◆ Trecho do texto
============
Francescoli, o Príncipe de Nuñez

Olhar para a história do futebol argentino, chileno, uruguaio e de toda a América do Sul é valorizar o próprio futebol brasileiro. É uma péssima mania a nossa não dar o devido valor à grandes símbolos ‘sudacos’ e sim exaltar as grandes figuras europeias como os detentores do verdadeiro e superior esporte. Não que o futebol europeu não tenha valor e não deva ser colocado no patamar que está, mas não se esquecer dos nossos próprios heróis é reafirmar nossa identidade e clamar nossa história, independente das deles. A América do Sul é por si só decacampeã do mundo. Afinal não é a gente em relação a eles, é a gente em relação a nós mesmos. Francescoli, uruguaio ídolo no River Plate, foi o tipo de jogador que dá nome a crianças e agita capitais. Relembrar um dos maiores jogadores da história de um dos maiores clubes do mundo é não se deixar perder memórias do nosso povo.
============
◆ Instrução escrita A
Resuma em poucas frases o parágrafo do texto sobre Francescoli que começa com "Olhar para a história do futebol argentino", mantendo as ideias principais.
◆ Instrução escrita B
Traduza para o inglês esta frase do texto sobre Francescoli: "Francescoli, uruguaio ídolo no River Plate, foi o tipo de jogador que dá nome a crianças e agita capitais."
◆ Instrução escrita C
Escreva a continuação do texto sobre Francescoli, começando logo após a última frase.
============
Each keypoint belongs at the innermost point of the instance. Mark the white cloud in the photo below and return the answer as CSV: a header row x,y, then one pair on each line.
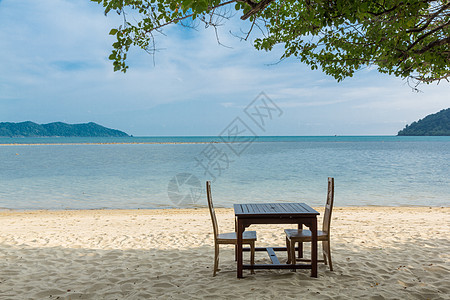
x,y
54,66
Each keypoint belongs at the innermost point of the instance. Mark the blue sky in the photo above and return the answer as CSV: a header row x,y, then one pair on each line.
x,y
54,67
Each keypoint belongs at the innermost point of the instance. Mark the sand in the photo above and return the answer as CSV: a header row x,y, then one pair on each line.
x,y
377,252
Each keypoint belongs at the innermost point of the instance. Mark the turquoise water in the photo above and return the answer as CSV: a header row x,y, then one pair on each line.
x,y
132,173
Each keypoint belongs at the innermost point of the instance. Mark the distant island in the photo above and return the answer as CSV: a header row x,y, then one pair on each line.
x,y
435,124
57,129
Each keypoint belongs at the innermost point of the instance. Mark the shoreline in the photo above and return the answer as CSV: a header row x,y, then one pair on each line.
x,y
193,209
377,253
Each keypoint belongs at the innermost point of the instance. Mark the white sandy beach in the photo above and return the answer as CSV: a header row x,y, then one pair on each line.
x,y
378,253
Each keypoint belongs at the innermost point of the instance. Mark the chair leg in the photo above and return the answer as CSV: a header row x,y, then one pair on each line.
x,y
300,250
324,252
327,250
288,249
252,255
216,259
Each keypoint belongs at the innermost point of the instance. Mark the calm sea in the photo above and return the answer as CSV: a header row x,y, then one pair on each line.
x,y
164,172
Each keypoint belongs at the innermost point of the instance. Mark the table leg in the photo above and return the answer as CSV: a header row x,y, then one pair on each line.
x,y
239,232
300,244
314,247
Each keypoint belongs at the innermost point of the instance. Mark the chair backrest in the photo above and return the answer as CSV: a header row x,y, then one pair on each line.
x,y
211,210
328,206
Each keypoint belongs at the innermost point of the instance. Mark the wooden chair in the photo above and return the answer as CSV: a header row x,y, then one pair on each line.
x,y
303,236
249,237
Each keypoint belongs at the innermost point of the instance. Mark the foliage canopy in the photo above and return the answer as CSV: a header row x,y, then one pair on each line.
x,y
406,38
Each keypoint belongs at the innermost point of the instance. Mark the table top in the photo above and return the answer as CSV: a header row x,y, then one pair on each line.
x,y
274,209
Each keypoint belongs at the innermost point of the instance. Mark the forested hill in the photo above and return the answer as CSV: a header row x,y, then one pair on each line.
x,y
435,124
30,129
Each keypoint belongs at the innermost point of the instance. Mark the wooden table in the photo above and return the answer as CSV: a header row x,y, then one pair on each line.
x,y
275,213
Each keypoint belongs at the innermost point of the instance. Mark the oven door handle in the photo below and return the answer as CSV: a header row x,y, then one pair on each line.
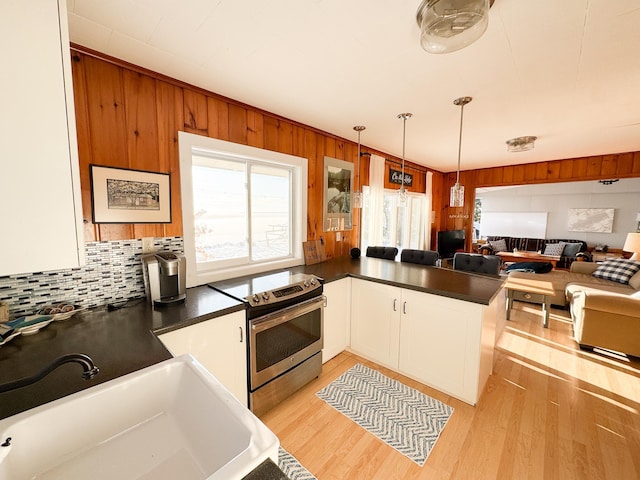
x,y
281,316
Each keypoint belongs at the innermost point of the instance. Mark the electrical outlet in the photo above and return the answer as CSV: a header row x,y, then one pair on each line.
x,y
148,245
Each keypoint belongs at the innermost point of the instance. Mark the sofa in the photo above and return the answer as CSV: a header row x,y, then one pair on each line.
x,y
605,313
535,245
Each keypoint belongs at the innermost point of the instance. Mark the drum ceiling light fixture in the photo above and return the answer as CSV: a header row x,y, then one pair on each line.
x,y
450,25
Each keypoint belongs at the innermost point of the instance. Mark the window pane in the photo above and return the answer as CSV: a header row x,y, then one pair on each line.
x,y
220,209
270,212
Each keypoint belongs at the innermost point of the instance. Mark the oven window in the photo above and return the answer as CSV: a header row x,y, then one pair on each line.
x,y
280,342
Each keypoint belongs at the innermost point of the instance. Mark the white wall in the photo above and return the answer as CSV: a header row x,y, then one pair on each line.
============
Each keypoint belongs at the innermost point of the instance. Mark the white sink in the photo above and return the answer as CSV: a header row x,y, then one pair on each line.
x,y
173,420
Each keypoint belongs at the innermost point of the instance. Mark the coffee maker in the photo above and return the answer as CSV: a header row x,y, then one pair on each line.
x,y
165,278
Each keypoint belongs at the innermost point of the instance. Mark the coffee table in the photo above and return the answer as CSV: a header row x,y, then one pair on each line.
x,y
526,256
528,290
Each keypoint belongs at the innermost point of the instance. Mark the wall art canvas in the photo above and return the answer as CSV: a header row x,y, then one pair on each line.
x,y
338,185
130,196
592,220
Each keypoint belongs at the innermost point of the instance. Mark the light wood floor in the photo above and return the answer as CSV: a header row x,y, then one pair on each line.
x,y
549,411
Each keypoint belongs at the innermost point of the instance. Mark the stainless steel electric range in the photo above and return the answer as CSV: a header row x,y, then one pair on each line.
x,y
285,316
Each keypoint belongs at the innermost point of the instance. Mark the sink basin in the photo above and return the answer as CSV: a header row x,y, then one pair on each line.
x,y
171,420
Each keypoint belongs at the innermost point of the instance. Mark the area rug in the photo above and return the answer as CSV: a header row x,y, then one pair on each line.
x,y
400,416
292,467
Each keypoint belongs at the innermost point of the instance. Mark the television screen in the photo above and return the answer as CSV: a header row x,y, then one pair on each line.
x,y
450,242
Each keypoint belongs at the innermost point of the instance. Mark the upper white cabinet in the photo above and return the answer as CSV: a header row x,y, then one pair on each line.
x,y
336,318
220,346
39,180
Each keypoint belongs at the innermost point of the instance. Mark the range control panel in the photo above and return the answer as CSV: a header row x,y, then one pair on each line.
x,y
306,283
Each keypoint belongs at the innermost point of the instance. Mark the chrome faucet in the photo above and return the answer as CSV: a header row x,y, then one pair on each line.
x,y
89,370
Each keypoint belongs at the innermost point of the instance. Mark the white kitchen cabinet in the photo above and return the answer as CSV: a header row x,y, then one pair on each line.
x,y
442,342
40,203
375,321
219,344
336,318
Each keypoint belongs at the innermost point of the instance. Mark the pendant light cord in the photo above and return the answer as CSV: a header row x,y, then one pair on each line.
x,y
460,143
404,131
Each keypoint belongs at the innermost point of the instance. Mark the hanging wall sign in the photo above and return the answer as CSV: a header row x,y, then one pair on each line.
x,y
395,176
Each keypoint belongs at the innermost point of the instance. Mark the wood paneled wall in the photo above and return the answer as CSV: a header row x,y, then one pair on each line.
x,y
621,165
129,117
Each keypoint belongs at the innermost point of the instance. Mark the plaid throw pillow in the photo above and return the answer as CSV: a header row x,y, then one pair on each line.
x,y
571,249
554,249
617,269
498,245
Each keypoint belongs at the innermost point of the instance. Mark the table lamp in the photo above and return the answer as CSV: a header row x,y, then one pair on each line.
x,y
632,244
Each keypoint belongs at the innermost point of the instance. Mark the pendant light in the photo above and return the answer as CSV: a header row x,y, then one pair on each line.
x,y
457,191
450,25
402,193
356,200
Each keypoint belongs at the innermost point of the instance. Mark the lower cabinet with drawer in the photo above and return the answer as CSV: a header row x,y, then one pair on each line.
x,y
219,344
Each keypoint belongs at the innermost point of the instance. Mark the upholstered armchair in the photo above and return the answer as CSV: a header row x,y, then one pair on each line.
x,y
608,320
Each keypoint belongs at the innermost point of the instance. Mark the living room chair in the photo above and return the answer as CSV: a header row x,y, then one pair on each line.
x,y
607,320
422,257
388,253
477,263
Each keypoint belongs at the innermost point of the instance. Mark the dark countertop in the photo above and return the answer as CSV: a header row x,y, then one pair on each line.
============
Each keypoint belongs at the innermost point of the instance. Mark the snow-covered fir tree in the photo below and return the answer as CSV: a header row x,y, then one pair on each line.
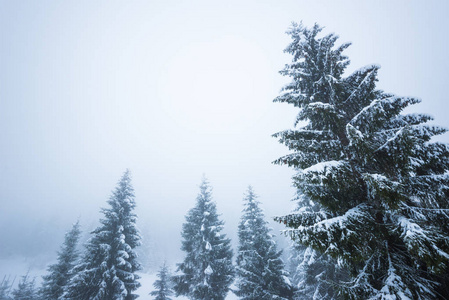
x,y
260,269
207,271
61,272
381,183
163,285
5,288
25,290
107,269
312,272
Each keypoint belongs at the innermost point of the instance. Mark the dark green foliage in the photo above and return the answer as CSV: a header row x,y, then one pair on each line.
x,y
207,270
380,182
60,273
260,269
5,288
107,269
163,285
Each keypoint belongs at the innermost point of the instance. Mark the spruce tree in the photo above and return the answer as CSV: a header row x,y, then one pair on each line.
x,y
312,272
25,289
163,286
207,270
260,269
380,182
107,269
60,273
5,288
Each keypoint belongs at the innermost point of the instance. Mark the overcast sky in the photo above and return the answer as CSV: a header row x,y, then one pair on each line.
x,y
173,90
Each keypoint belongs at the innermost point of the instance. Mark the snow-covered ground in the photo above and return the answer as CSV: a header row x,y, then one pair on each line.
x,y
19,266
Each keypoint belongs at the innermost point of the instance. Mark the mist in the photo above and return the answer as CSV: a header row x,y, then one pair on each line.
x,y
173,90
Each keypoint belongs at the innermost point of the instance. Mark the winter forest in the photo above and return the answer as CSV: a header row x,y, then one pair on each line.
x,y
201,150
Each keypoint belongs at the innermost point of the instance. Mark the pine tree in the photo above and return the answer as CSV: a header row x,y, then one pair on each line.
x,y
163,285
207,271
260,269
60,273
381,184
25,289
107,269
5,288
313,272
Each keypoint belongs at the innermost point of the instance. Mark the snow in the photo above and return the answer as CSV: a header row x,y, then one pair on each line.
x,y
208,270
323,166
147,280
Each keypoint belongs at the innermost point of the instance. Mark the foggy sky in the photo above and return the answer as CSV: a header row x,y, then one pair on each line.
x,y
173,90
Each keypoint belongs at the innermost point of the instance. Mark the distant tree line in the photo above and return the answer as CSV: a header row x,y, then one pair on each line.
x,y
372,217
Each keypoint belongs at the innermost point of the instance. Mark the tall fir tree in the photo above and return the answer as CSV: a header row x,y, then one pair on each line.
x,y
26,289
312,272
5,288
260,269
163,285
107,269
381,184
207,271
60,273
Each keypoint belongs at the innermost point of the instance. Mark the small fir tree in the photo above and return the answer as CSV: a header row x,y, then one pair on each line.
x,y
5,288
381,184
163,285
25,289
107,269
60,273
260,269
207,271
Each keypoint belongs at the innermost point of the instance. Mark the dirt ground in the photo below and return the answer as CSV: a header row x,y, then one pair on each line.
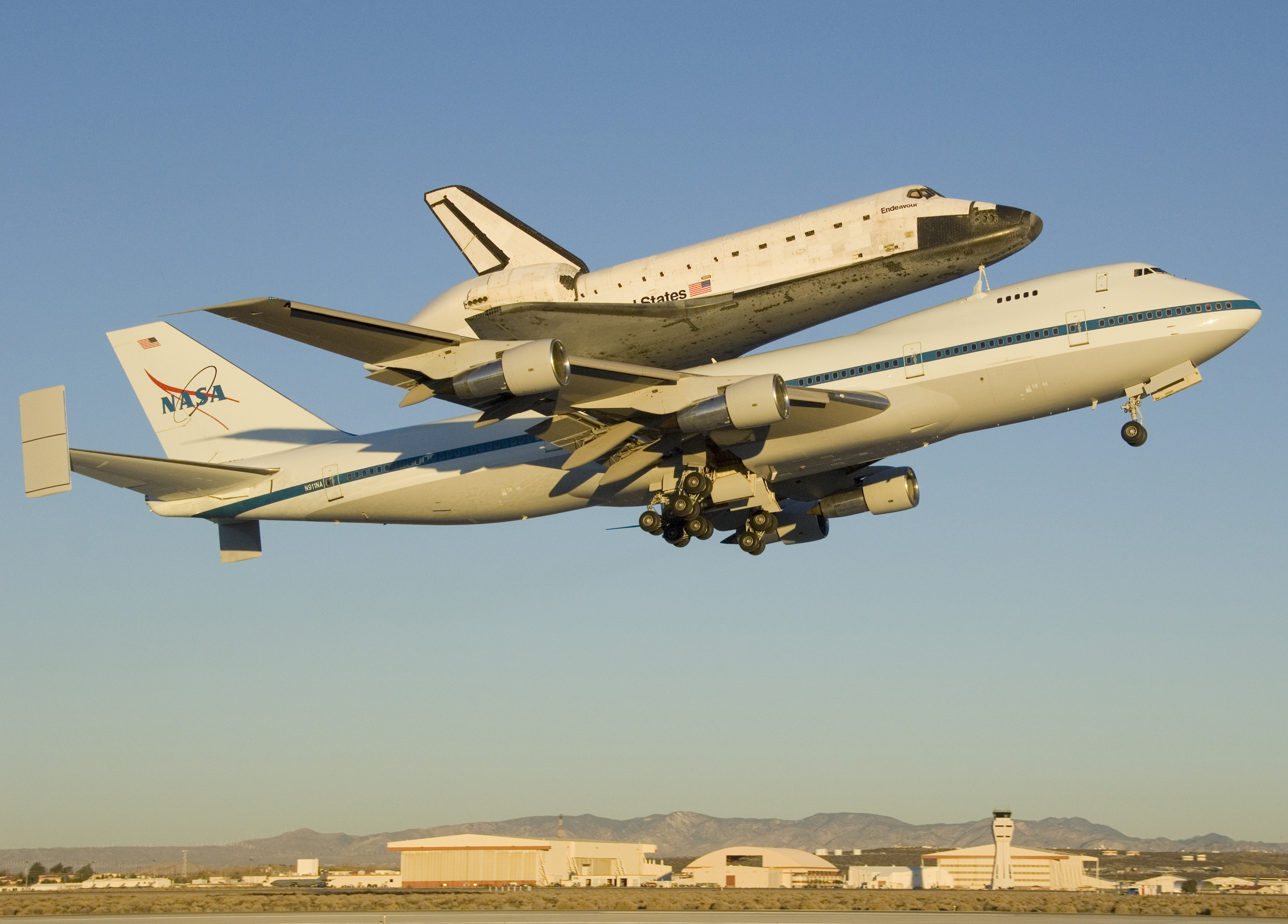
============
◆ Resposta escrita A
Valorizar a história do futebol sul-americano é também valorizar o futebol brasileiro. Temos o mau hábito de exaltar as figuras europeias e esquecer os símbolos "sudacos". O futebol europeu tem seu valor, mas lembrar dos nossos heróis reafirma nossa identidade. A América do Sul é decacampeã do mundo. Francescoli, uruguaio ídolo no River Plate, foi um jogador que dá nome a crianças e agita capitais, e relembrá-lo preserva a memória do nosso povo.

◆ Resposta escrita B
Francescoli, a Uruguayan idol at River Plate, was the kind of player who gives his name to children and stirs up capital cities.

◆ Resposta escrita C
Enzo começou sua carreira profissional pelo modesto Montevideo Wanderers, após se frustrar com a forma como eram conduzidas as peneiras no Peñarol, seu time de coração. Ficou na equipe de 80 à 82 e fez sua história. Foi terceiro colocado no campeonato uruguaio em 80, melhor campanha desde o 1931, mas só em 82 conseguiu a classificação para a sonhada Libertadores. Acabou sendo também pelo clube montevideano que conseguiu sua primeira convocação para a Celeste seleção uruguaia.

Logo em 83, após fazer uma boa Copa América e ser campeão, o River Plate traz o uruguaio por 310 mil dólares, seria esse o início de uma longa história de amor. Na verdade, o começo de sua trajetória pela equipe Millionaria seria um tanto conturbada, já que o clube passava por uma época de transição da equipe vitoriosa de 75–81, que por conta de grandes investimentos do passado (como em 81, no campeão do mundo Kempes por 4 milhões de dólares) entrou em crise financeira. O River precisou vender vários medalhões e teve que investir em jogadores mais jovens, como o próprio Francescoli, e também em jogadores já consagrados e um pouco mais veteranos, como o ídolo e meia Alonso. No ano a equipe de Buenos Aires terminou em penúltimo e só não foi rebaixado por uma manobra no regulamento que evitou a queda também do San Lorenzo.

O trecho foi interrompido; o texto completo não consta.